_What you are asked to do:_ Starting at the line with "Do you see the mailbox hinge", retype each line exactly up to and including the final line of the records below.

_Data to use:_

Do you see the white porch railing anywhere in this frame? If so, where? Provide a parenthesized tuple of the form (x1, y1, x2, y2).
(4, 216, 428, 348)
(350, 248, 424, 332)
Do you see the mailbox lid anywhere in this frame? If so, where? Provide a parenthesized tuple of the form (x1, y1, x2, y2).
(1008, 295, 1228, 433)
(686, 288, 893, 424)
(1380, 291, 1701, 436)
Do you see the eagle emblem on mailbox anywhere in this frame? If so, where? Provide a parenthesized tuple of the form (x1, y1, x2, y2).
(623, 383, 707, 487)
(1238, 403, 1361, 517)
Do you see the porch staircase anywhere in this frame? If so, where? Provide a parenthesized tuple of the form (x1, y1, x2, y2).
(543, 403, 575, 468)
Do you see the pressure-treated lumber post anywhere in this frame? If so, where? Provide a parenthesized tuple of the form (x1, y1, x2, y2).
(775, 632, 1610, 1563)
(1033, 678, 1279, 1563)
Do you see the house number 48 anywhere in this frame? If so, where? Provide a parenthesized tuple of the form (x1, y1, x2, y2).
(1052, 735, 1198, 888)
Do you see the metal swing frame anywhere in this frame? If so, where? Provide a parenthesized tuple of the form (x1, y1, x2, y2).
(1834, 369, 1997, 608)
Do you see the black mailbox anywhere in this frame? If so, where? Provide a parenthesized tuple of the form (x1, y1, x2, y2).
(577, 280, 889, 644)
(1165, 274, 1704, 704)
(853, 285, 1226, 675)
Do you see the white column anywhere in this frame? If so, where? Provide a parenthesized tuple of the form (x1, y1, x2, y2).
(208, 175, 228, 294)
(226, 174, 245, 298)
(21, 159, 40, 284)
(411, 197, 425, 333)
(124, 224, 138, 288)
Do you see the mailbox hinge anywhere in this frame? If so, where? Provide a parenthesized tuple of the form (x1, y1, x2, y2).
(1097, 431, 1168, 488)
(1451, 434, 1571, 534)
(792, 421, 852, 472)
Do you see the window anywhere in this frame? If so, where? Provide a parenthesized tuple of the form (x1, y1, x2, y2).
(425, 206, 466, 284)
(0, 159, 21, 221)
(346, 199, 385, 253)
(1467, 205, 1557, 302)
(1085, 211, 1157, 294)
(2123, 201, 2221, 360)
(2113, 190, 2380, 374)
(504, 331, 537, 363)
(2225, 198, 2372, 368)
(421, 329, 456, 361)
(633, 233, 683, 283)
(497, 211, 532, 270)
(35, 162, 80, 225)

_Response box:_
Do you see the mailbox hinge anywhere in this frame? If so, where? Provide a parenthesized tuple of the form (x1, y1, x2, y2).
(1097, 431, 1168, 488)
(1451, 434, 1571, 534)
(792, 421, 852, 472)
Do you see the window anywhere in this frame? If so, where? Provide a parenthesized tuple of the form (x1, y1, x2, y2).
(425, 206, 466, 284)
(0, 159, 21, 221)
(346, 199, 385, 253)
(1467, 205, 1557, 302)
(1085, 211, 1157, 294)
(2123, 201, 2221, 360)
(2113, 190, 2380, 374)
(504, 331, 537, 363)
(2225, 198, 2372, 368)
(421, 329, 456, 361)
(633, 233, 683, 283)
(497, 211, 532, 270)
(35, 162, 80, 225)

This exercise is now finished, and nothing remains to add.